■ PASSAGE
--- --- ---

The Wombats: Fix Yourself, Not the World (2022)
Designed by German-American Pixel Art Collective eBoy, the album cover on The Wombats’ fifth album features an intricately detailed pixel art cityscape with an incredibly bright palette. Calling the artworks Pixoramas, the almost Sim City-esque artwork arrived through a contemplative process of discovery. Capturing the paranoia and struggles of everyday life, the album also talks about the individual and the society, inspired by Carl Jung’s ideas on the same. The album sleeve does justice to the themes with its packed details, and pixelated rendition of the mechanical diurnal humdrum of city life.
The Villagers: Fever Dreams (2021)
Flavoured with a woozy, psychedelic feel, The Villagers’ Fever Dreams cover art created by artist Paul Phillip stands to be something to peacefully marvel at. The sense of solitude and placidity is juxtaposed with an impending sense of disquiet and threat. It features a bear by a swimming pool alluding to the Ursa Major constellation through which, as mentioned by the band, the theme of scale is brought out in its intellectual curiosity on the grand design of things. ‘Lying in the sea, looking up into the sky’. The album cover, like the music, eases into the overwhelming sense of the unknown while the peace in accommodating patterns remains unsoiled. Stands to be an artwork one would not get tired looking at for hours.
Halsey: If I Can’t Have Love, I Want Power (2021)
Inspired by Jean Fouquet’s Renaissance painting called the Melun Diptych, the cover features Halsey seated on a golden throne, dressed in royal purple, holding a baby with her left breast exposed. Seeking to portray the joys and horrors of pregnancy, the photograph pierces through associated social stigmas and arrives as a statement in reclaiming autonomy over the body, and her existence negotiated by untethered sexuality and power. Bravely stands to be an iconic piece of art.

--- --- ---

■ PROVIDED DATA

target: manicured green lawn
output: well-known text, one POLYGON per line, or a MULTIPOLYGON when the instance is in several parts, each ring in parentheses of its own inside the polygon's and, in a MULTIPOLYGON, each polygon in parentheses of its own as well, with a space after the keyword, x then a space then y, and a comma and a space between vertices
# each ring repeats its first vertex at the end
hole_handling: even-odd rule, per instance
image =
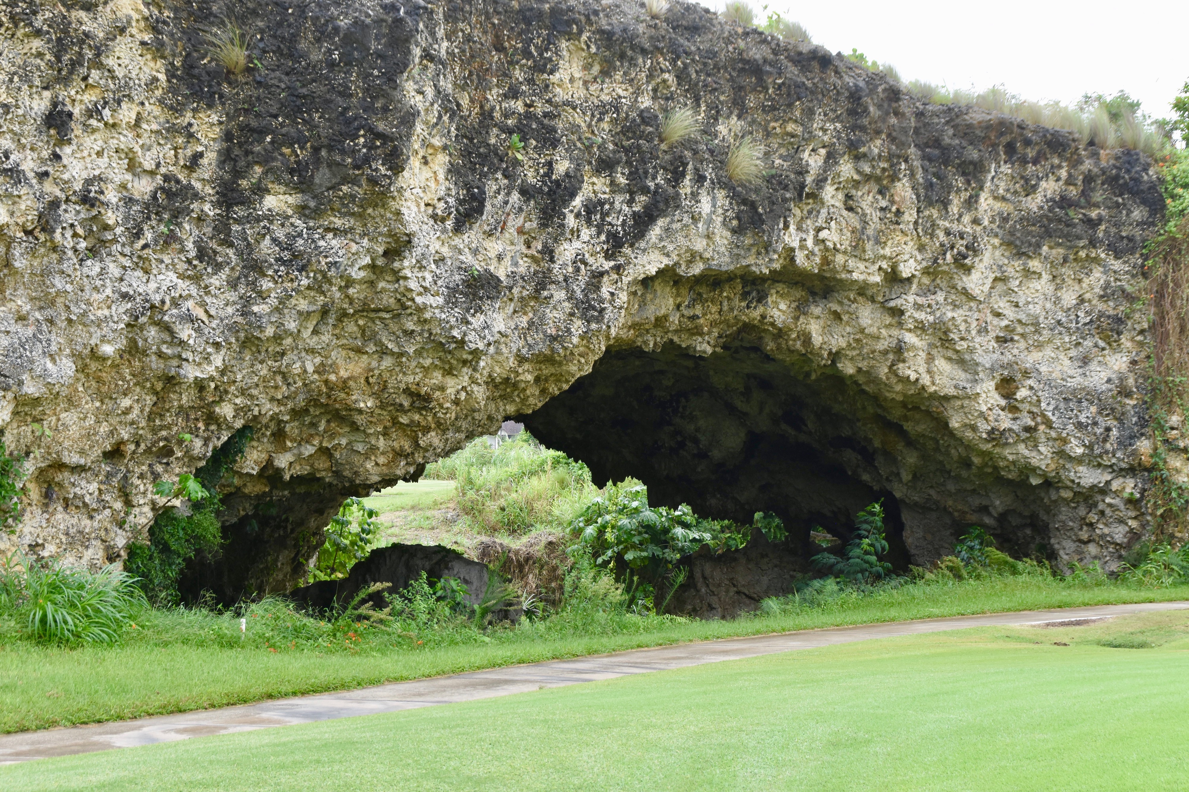
POLYGON ((380 512, 398 512, 411 508, 430 508, 454 494, 453 481, 402 481, 395 487, 382 489, 379 495, 365 498, 364 503, 380 512))
MULTIPOLYGON (((1081 587, 1051 578, 995 578, 914 585, 867 597, 735 621, 637 619, 548 620, 515 631, 472 633, 461 644, 409 648, 378 642, 358 653, 277 653, 238 640, 238 619, 210 616, 196 627, 143 623, 124 646, 52 648, 0 644, 0 731, 113 721, 225 707, 268 698, 361 688, 477 669, 578 657, 681 641, 755 635, 962 614, 1111 602, 1189 600, 1189 587, 1151 590, 1081 587), (203 625, 212 623, 213 627, 203 625), (224 623, 226 622, 226 623, 224 623), (224 631, 220 638, 218 631, 224 631), (234 638, 227 638, 228 634, 234 638), (213 635, 213 636, 210 636, 213 635)), ((164 616, 162 617, 164 619, 164 616)), ((442 639, 443 641, 447 639, 442 639)), ((454 639, 448 639, 454 640, 454 639)), ((503 737, 501 737, 503 740, 503 737)), ((2 785, 0 785, 2 787, 2 785)))
POLYGON ((1184 790, 1189 616, 1130 619, 1114 632, 1170 642, 1107 648, 1102 628, 883 639, 42 760, 0 768, 0 787, 1184 790))

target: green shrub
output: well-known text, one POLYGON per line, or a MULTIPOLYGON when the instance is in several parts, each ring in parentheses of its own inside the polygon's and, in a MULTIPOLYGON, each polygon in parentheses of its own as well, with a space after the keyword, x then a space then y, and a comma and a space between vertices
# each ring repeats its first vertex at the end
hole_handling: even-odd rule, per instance
POLYGON ((0 570, 0 609, 38 641, 114 644, 146 604, 114 564, 92 572, 12 556, 0 570))
POLYGON ((379 538, 379 512, 365 506, 358 498, 348 498, 331 518, 326 528, 326 544, 317 551, 310 581, 334 581, 346 577, 351 568, 367 557, 371 545, 379 538))
POLYGON ((15 533, 20 522, 20 486, 24 480, 25 469, 20 460, 10 456, 0 441, 0 528, 8 533, 15 533))
POLYGON ((711 534, 682 503, 675 509, 648 505, 648 488, 635 479, 609 486, 578 515, 572 530, 594 552, 594 563, 622 560, 637 574, 659 578, 711 534))
POLYGON ((888 552, 883 538, 883 501, 872 503, 855 515, 855 536, 843 551, 842 558, 830 552, 813 556, 810 563, 826 575, 848 581, 867 583, 882 579, 892 571, 892 564, 880 560, 888 552))
POLYGON ((954 546, 954 555, 957 556, 958 560, 963 564, 986 566, 987 550, 994 546, 995 539, 975 525, 967 531, 964 537, 958 538, 958 543, 954 546))
POLYGON ((185 507, 166 508, 149 526, 149 541, 131 543, 124 569, 139 578, 139 585, 155 602, 176 604, 177 579, 195 556, 215 556, 222 546, 219 521, 218 486, 232 465, 244 456, 252 439, 252 427, 244 426, 227 438, 206 463, 183 474, 177 483, 159 481, 155 487, 163 498, 184 498, 185 507))

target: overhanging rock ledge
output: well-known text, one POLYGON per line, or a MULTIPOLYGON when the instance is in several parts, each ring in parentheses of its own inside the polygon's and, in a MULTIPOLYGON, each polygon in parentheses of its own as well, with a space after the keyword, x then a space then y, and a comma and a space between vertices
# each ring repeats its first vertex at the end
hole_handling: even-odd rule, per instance
POLYGON ((251 426, 224 519, 285 588, 344 496, 515 414, 797 536, 882 496, 916 563, 1149 530, 1137 152, 680 2, 14 0, 0 36, 5 551, 120 559, 251 426))

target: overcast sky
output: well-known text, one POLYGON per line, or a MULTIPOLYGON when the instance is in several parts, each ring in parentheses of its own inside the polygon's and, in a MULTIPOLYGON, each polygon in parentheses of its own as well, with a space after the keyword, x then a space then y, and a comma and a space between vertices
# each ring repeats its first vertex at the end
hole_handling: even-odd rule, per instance
MULTIPOLYGON (((705 2, 705 0, 704 0, 705 2)), ((762 1, 751 0, 756 17, 762 1)), ((721 9, 723 1, 705 2, 721 9)), ((1004 85, 1031 100, 1074 102, 1122 89, 1156 118, 1189 80, 1189 0, 768 0, 832 52, 858 47, 904 80, 950 88, 1004 85)))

--- --- ---

In the passage on album covers, which painting inspired the cover of Halsey's If I Can't Have Love, I Want Power?

Jean Fouquet's Renaissance painting, the Melun Diptych.